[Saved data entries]
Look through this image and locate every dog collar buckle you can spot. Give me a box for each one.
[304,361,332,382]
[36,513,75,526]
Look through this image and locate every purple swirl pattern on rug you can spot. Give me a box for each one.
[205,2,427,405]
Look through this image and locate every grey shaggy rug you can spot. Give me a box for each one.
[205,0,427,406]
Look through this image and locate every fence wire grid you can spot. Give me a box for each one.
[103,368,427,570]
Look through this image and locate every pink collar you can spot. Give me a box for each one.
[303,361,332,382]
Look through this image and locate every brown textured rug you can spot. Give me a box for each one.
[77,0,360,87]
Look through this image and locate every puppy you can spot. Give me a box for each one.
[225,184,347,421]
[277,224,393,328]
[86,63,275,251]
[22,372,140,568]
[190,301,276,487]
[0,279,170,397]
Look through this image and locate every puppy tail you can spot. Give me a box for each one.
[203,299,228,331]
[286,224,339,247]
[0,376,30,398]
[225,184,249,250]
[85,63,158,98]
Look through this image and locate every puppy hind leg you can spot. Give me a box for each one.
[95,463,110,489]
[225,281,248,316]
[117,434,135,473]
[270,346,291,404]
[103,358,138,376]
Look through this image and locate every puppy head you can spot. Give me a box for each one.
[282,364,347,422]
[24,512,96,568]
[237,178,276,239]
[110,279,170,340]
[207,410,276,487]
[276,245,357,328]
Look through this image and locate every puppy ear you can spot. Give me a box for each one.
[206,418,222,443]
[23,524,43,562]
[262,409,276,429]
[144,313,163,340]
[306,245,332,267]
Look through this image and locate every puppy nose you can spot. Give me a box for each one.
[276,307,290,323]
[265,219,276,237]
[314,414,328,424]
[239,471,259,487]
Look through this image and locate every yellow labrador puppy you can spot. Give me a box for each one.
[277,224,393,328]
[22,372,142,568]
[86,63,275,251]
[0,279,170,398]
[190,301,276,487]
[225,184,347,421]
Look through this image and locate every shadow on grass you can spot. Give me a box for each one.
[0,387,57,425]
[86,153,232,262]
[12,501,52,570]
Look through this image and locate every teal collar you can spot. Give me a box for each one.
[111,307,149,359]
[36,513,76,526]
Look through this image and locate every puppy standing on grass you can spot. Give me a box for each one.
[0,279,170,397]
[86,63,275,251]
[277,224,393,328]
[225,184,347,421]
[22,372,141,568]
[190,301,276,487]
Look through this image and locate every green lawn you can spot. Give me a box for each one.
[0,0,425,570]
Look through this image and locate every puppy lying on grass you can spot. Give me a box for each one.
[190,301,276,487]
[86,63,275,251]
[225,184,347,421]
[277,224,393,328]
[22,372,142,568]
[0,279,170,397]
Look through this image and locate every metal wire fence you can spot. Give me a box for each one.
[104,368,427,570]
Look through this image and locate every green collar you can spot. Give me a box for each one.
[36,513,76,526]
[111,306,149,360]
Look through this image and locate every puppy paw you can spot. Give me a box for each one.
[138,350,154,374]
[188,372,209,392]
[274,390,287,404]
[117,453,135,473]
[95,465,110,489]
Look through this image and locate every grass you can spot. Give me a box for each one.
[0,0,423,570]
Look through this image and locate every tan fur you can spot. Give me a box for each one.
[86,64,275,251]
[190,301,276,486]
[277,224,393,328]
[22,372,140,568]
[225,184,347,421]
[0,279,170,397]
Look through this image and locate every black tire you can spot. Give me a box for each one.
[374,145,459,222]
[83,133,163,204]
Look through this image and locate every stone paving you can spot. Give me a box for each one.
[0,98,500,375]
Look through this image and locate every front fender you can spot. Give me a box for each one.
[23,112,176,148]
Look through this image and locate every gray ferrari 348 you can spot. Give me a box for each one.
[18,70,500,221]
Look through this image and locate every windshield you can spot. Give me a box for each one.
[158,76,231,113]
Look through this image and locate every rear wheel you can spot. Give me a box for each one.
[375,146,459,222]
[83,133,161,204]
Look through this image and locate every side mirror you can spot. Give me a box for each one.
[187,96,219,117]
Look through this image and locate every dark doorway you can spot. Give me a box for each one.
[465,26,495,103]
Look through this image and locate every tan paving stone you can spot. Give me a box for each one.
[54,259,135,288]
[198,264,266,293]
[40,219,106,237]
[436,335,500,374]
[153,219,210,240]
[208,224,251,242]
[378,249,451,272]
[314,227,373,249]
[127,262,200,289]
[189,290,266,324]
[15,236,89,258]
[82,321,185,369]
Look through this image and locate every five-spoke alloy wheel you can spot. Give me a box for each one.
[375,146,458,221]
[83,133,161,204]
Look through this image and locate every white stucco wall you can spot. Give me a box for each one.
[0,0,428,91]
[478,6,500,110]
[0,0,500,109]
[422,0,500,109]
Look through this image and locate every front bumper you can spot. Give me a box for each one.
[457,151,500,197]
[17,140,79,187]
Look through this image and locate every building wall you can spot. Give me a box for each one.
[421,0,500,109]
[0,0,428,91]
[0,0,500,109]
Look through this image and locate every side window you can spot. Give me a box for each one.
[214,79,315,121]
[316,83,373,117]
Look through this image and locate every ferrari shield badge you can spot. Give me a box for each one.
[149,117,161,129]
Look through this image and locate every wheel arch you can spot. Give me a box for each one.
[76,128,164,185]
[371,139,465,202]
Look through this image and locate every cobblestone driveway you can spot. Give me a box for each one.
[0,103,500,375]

WRITTEN REQUEST: Could you extract every line of the data above and copy each one out word for word, without changing anything?

SOLUTION TO THE EXERCISE:
Look through this image and locate every dog collar buckle you can spot. Give me a box for each one.
[304,361,332,382]
[36,513,75,526]
Look through this image and locate every purple swirl pattern on rug you can spot. Give me a box for each one.
[205,2,427,405]
Look through this image and locate every grey shaggy rug you can spot. Give me a box for each one.
[205,0,427,406]
Look through this image and locate every fence wire grid you can spot. Give me a box for each one.
[103,368,427,570]
Look through this image and locate every pink collar you can spot. Give me a box for each one.
[303,361,332,382]
Look through this image and locate every brown textured rug you can spot. Give me a box for each one.
[77,0,360,87]
Look through this image and locate every puppy you can spot. Give me a box for each one.
[225,184,347,421]
[277,224,393,328]
[86,63,275,251]
[22,372,140,568]
[190,301,276,487]
[0,279,170,397]
Look through this image and locate every puppy tail you can spot. Give me a box for each one.
[203,299,228,331]
[286,224,339,247]
[0,376,30,398]
[225,184,249,250]
[85,63,158,98]
Look through this image and locate every puppy hind leg you can spot. Give me a box for each one.
[95,463,110,489]
[225,281,248,316]
[117,434,135,473]
[270,346,291,404]
[103,358,138,376]
Look through this image and locate every puppy head you can spot. Give me a box for each one.
[282,364,347,422]
[24,512,96,568]
[237,178,276,239]
[110,279,170,340]
[207,410,276,487]
[276,245,357,328]
Look through this image and locate every puppy ear you can spot. Give me a box for each one.
[206,418,222,443]
[23,524,43,562]
[262,409,276,429]
[144,313,163,340]
[306,245,332,267]
Look through this image and locate every puppy nose you can spot. Give me a box for each one.
[276,307,290,323]
[265,219,276,237]
[314,414,328,424]
[239,471,259,487]
Look through this image and locate every yellow labrador puppy you can spot. Give me a box for each one.
[277,224,393,328]
[22,372,142,568]
[86,63,275,251]
[0,279,170,398]
[190,301,276,487]
[225,184,347,421]
Look through this image and locate every shadow on grass you can spot. Give me a box for each one.
[0,387,57,425]
[86,153,232,262]
[12,501,52,570]
Look through this image and locate every teal collar you can spot. Give me a box for each one.
[111,307,149,359]
[36,513,76,526]
Look through this image and locate every puppy standing on grass you can spot. Give me a box for each one.
[0,279,170,397]
[86,63,275,251]
[277,224,393,328]
[225,184,347,421]
[22,372,141,568]
[190,301,276,487]
Look through this image and locate every green lawn you can spot. Give me a box for each one.
[0,0,425,570]
Look through this image and locate every puppy lying on grass you can spot. Give me a box for each one.
[190,301,276,487]
[86,63,275,251]
[225,184,347,421]
[277,224,393,328]
[22,372,142,568]
[0,279,170,397]
Look through this image and locate every metal wire fence you can spot. Give me a box for each one.
[104,368,427,570]
Look through this image and locate every green collar you can spot. Give me a box for each one.
[36,513,76,526]
[111,306,149,360]
Look through this image and locate every puppy paw you can spot. Give me a box for each one.
[138,350,154,374]
[188,372,209,392]
[274,390,287,404]
[117,453,135,473]
[95,465,110,489]
Look through this image and locate every grass you can spot. Give me a box for each one.
[0,0,423,570]
Look through this image and locate every tan fur you can spot. Give me a box for each one.
[86,64,275,251]
[190,301,276,486]
[277,224,393,328]
[22,372,140,568]
[225,184,347,421]
[0,279,170,397]
Look through this image and locate every black tire you can spot. Give me a box for each one.
[374,145,459,222]
[83,133,163,204]
Look through this image and locate every stone paving you can spot. Give me a box for each one.
[0,98,500,375]
Look through this image and locate every front fender you can spot. Give me a box for each one.
[23,112,176,148]
Look through this image and locate every gray ferrari 348 you can spot. Give me a box for each one.
[18,70,500,221]
Look through this image and locate every windshield you can spot. Give me a box for each one.
[158,76,231,113]
Look through this image and locate every rear wheel you can spot. Give me a box for each one.
[375,146,459,222]
[83,133,161,204]
Look through this image and locate every side mirror you can spot. Give me a box for each one.
[187,96,219,117]
Look through this image and locate every dark doorway you can spot. Give me a box for each one.
[465,26,495,103]
Look through this image and locate every tan paving stone you can spot. Give me a box for each one.
[54,259,135,288]
[198,264,266,293]
[40,219,106,237]
[436,335,500,374]
[153,219,210,240]
[208,224,251,242]
[378,249,451,272]
[314,227,373,249]
[127,262,200,289]
[189,290,266,324]
[15,236,89,258]
[82,321,185,369]
Look through this image and locate every five-spoke alloy wheel you can spot. Give me a box for each one.
[375,146,458,221]
[83,133,161,204]
Look through this image and locate every white stucco wall you can spot. Give me a box for each one.
[0,0,428,91]
[478,6,500,110]
[0,0,500,109]
[422,0,500,109]
Look through this image and locate every front bumper you can spot. Give me a box for each one.
[457,151,500,197]
[17,140,79,187]
Look through this image and locate every building wall you can spot. Give me a box for each one.
[421,0,500,109]
[0,0,428,91]
[0,0,500,109]
Look through this image and locate every side window you can spot. Give me a box for each one.
[214,79,315,121]
[316,83,373,117]
Look through this image and locate every ferrari shield badge you can spot. Give me a box for each one.
[149,117,161,129]
Look through this image and locate every wheel arch you can spot. Give me a box for each one.
[76,128,164,185]
[371,139,465,202]
Look through this image and locate every cobblestone driveway you can spot. Give me a box for each one.
[0,103,500,375]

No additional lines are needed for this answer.